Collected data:
···
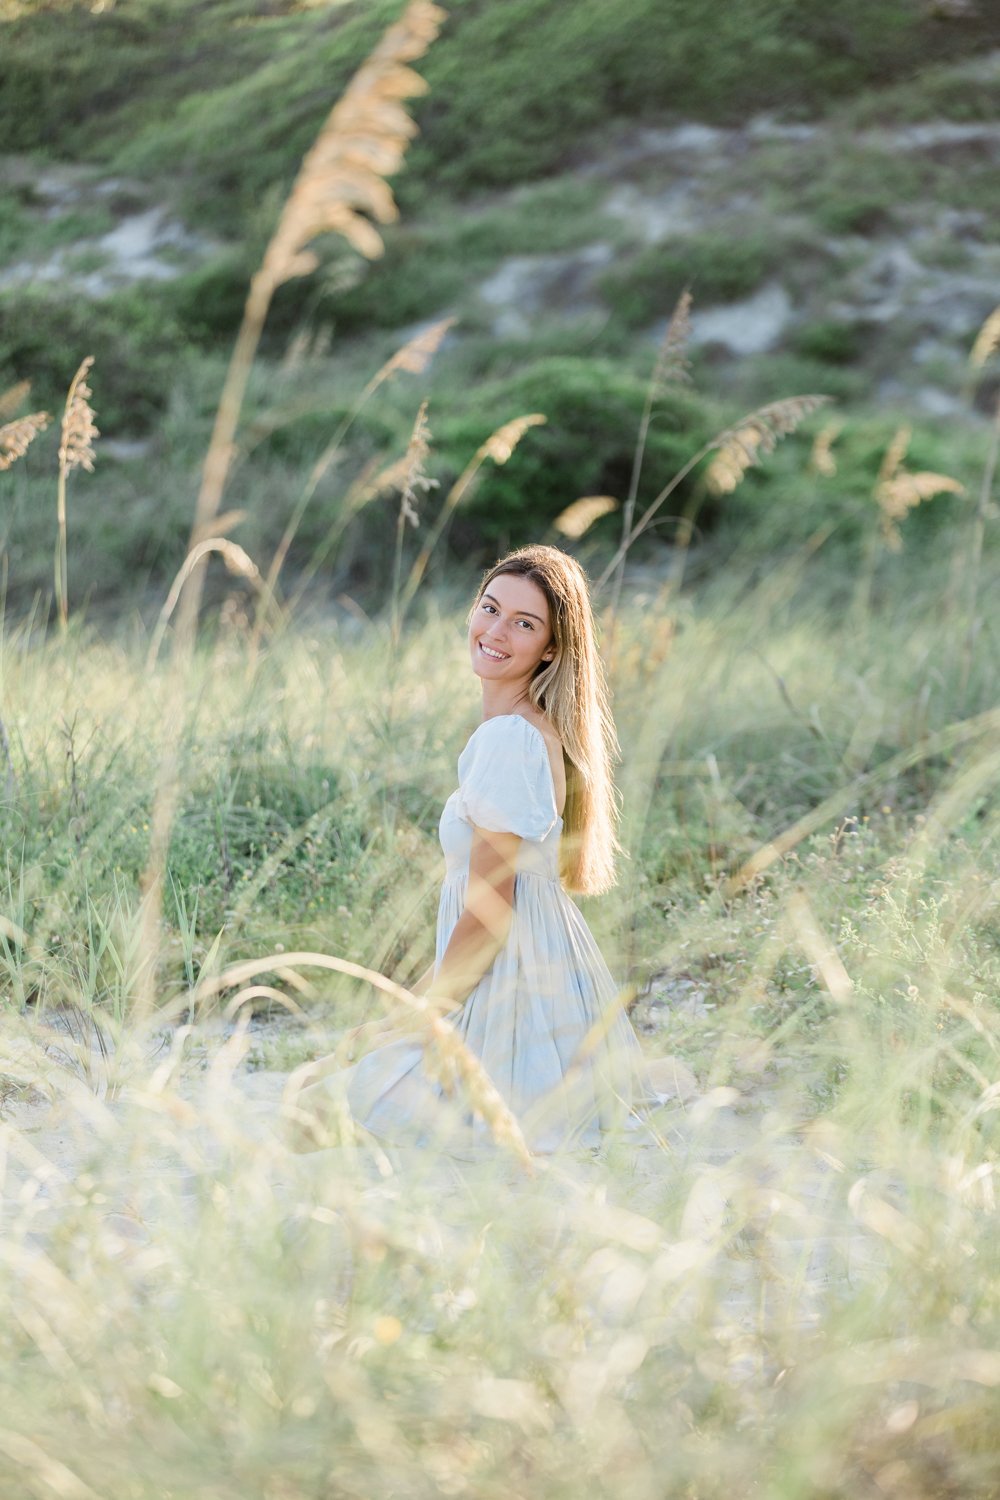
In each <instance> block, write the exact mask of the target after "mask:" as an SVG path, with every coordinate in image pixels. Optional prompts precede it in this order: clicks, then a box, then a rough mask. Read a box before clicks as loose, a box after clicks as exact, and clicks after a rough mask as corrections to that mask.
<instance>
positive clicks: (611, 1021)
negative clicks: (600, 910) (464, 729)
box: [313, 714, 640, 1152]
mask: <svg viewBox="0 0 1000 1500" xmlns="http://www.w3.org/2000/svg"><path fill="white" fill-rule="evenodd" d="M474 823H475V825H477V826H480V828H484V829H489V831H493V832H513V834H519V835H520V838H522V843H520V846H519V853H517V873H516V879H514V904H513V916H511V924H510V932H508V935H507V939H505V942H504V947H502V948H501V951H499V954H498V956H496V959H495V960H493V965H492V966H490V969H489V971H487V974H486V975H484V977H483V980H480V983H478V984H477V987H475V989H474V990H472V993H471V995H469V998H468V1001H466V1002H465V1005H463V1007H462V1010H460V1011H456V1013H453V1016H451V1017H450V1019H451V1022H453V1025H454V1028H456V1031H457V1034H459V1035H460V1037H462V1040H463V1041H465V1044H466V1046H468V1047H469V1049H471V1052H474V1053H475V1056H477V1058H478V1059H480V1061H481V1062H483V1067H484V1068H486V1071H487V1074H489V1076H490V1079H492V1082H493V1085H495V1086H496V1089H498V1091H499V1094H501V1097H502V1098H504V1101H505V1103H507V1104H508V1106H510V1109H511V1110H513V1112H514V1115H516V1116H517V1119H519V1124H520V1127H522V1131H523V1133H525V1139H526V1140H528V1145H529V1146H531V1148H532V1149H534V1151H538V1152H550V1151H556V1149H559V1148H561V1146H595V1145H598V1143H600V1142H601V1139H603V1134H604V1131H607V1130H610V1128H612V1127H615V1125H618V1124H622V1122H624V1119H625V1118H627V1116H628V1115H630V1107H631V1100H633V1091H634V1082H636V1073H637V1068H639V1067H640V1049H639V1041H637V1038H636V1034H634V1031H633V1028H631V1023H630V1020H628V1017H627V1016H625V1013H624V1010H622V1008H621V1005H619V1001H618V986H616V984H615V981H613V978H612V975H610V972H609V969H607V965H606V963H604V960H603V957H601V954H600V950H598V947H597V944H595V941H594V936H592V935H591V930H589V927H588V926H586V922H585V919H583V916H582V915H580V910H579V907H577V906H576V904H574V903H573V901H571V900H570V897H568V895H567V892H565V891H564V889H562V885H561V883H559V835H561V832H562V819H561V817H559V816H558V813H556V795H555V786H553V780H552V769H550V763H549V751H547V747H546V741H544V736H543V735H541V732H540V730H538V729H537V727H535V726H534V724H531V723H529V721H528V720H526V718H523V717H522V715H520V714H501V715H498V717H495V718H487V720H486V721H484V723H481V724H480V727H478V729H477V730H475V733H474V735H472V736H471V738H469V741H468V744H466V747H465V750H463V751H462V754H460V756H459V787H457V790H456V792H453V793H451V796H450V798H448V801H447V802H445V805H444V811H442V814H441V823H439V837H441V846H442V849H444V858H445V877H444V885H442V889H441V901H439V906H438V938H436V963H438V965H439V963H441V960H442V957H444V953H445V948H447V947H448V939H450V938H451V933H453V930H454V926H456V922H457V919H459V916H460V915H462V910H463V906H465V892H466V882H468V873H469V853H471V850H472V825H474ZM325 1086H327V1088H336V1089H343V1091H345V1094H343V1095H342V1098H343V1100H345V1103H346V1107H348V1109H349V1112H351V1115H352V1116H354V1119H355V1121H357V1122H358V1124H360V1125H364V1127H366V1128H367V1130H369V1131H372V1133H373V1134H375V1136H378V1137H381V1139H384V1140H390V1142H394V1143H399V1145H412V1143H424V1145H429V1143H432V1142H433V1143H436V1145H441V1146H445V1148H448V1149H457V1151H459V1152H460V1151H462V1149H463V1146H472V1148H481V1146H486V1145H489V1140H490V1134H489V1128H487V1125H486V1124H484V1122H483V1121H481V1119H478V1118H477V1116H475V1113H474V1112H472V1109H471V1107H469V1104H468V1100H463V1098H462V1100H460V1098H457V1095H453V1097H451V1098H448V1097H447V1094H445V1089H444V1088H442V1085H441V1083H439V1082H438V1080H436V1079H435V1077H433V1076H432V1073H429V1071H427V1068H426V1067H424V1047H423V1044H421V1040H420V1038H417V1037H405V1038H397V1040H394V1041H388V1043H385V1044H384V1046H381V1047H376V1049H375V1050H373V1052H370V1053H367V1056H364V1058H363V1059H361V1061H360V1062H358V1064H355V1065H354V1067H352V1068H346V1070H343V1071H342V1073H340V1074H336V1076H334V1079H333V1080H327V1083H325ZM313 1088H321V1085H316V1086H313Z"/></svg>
···
● Exercise instructions: The records above must be printed exactly; the pictures stay out.

● Problem solution:
In each <instance> block, write the exact mask of the target after "mask:" as an SVG path, with every coordinate in image pixels. Optional prompts precede it in this order: clicks, then a box, then a rough mask. Read a box before clicks as loose, a box after clicks as exact, and clicks after a rough mask as corrections to that mask.
<instance>
positive clicks: (611, 1021)
negative clicks: (600, 910) (464, 729)
box: [313, 714, 640, 1152]
mask: <svg viewBox="0 0 1000 1500" xmlns="http://www.w3.org/2000/svg"><path fill="white" fill-rule="evenodd" d="M474 823H475V825H477V826H480V828H484V829H489V831H493V832H513V834H519V835H520V838H522V843H520V846H519V853H517V873H516V879H514V904H513V916H511V924H510V932H508V935H507V939H505V942H504V947H502V948H501V951H499V954H498V956H496V959H495V960H493V965H492V966H490V969H489V971H487V974H486V975H484V977H483V980H480V983H478V984H477V987H475V989H474V990H472V993H471V995H469V998H468V1001H466V1002H465V1005H463V1007H462V1010H460V1011H456V1013H453V1016H451V1017H450V1019H451V1022H453V1025H454V1028H456V1031H457V1034H459V1035H460V1037H462V1040H463V1041H465V1044H466V1046H468V1047H469V1049H471V1052H474V1053H475V1056H477V1058H478V1059H480V1061H481V1062H483V1067H484V1068H486V1071H487V1074H489V1076H490V1079H492V1082H493V1085H495V1086H496V1089H498V1091H499V1094H501V1097H502V1098H504V1101H505V1103H507V1104H508V1106H510V1109H511V1110H513V1112H514V1115H516V1116H517V1119H519V1124H520V1127H522V1131H523V1133H525V1139H526V1140H528V1145H529V1146H531V1148H532V1149H534V1151H538V1152H550V1151H556V1149H559V1148H561V1146H595V1145H598V1143H600V1142H601V1139H603V1134H604V1131H607V1130H610V1128H612V1127H615V1125H618V1124H622V1122H624V1119H625V1118H627V1116H628V1115H630V1107H631V1100H633V1091H634V1082H636V1073H637V1068H639V1067H640V1049H639V1041H637V1038H636V1034H634V1031H633V1028H631V1023H630V1020H628V1017H627V1016H625V1013H624V1010H622V1008H621V1005H619V1001H618V986H616V984H615V981H613V978H612V975H610V972H609V969H607V965H606V963H604V960H603V957H601V954H600V950H598V947H597V944H595V941H594V936H592V935H591V930H589V927H588V926H586V922H585V919H583V916H582V915H580V910H579V907H577V906H576V904H574V903H573V901H571V900H570V897H568V895H567V892H565V891H564V889H562V885H561V883H559V835H561V832H562V819H561V817H559V816H558V813H556V795H555V786H553V780H552V769H550V763H549V751H547V747H546V741H544V736H543V735H541V732H540V730H538V729H537V727H535V726H534V724H531V723H529V721H528V720H526V718H523V717H522V715H520V714H501V715H498V717H495V718H487V720H486V721H484V723H481V724H480V727H478V729H477V730H475V733H474V735H472V736H471V738H469V741H468V744H466V747H465V750H463V751H462V754H460V756H459V787H457V790H456V792H453V793H451V796H450V798H448V801H447V802H445V805H444V811H442V814H441V823H439V837H441V846H442V849H444V858H445V877H444V885H442V889H441V901H439V906H438V938H436V963H438V965H439V963H441V960H442V957H444V953H445V948H447V947H448V939H450V938H451V933H453V930H454V926H456V922H457V919H459V916H460V915H462V910H463V906H465V892H466V882H468V873H469V853H471V850H472V825H474ZM325 1086H327V1088H336V1089H343V1091H345V1094H343V1095H342V1098H343V1100H345V1103H346V1107H348V1109H349V1112H351V1115H352V1116H354V1119H355V1121H357V1122H358V1124H360V1125H364V1127H366V1128H367V1130H369V1131H372V1133H373V1134H375V1136H378V1137H381V1139H384V1140H390V1142H394V1143H399V1145H412V1143H424V1145H429V1143H432V1142H433V1143H436V1145H441V1146H445V1148H448V1149H457V1151H459V1152H460V1151H462V1149H463V1146H472V1148H481V1146H486V1145H489V1140H490V1134H489V1128H487V1125H486V1124H484V1122H483V1121H481V1119H478V1118H477V1116H475V1113H474V1112H472V1109H471V1107H469V1104H468V1100H463V1098H462V1100H460V1098H457V1095H453V1097H451V1098H448V1097H447V1094H445V1089H444V1088H442V1085H441V1083H439V1082H438V1080H436V1079H435V1077H433V1076H432V1073H429V1071H427V1068H426V1067H424V1047H423V1044H421V1040H420V1038H417V1037H405V1038H397V1040H394V1041H388V1043H385V1044H384V1046H381V1047H376V1049H375V1050H373V1052H370V1053H367V1056H364V1058H363V1059H361V1061H360V1062H358V1064H355V1065H354V1067H352V1068H346V1070H343V1071H342V1073H340V1074H336V1076H334V1079H333V1080H327V1083H325ZM313 1088H321V1085H316V1086H313Z"/></svg>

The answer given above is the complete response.